PROMPT
Give back the line containing "Identify one point on each instance of the snowy" along with every line after it, exactly, until the entries end.

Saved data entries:
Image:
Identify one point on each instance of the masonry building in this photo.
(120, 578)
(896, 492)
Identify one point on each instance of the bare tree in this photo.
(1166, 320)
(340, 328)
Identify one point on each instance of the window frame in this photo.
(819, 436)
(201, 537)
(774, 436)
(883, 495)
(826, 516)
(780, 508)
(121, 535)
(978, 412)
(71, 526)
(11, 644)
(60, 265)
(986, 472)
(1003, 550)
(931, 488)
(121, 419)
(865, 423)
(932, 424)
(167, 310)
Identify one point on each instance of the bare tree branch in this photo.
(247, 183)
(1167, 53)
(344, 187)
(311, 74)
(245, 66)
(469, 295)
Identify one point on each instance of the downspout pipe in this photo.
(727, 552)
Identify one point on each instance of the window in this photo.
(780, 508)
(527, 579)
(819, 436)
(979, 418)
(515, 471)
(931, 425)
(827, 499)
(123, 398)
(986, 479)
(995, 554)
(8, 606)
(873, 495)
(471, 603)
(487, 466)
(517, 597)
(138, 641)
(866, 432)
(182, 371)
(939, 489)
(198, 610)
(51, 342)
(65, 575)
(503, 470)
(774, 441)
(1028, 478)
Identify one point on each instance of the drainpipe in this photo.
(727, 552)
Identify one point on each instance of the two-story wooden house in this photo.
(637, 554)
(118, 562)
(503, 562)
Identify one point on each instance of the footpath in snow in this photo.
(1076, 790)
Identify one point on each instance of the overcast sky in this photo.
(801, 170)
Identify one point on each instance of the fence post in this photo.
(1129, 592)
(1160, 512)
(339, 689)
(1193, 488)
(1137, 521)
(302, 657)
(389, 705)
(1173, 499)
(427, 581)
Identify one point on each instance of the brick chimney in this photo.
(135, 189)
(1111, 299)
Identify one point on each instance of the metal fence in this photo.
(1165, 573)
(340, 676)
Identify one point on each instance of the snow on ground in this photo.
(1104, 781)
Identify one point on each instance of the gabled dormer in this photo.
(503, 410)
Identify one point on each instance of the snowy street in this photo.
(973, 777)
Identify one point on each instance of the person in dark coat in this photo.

OUTPUT FOR THIS TASK
Identify one point on each instance of the snowy street in this photo.
(973, 777)
Identify one point on each instance of the person in dark coat in this photo.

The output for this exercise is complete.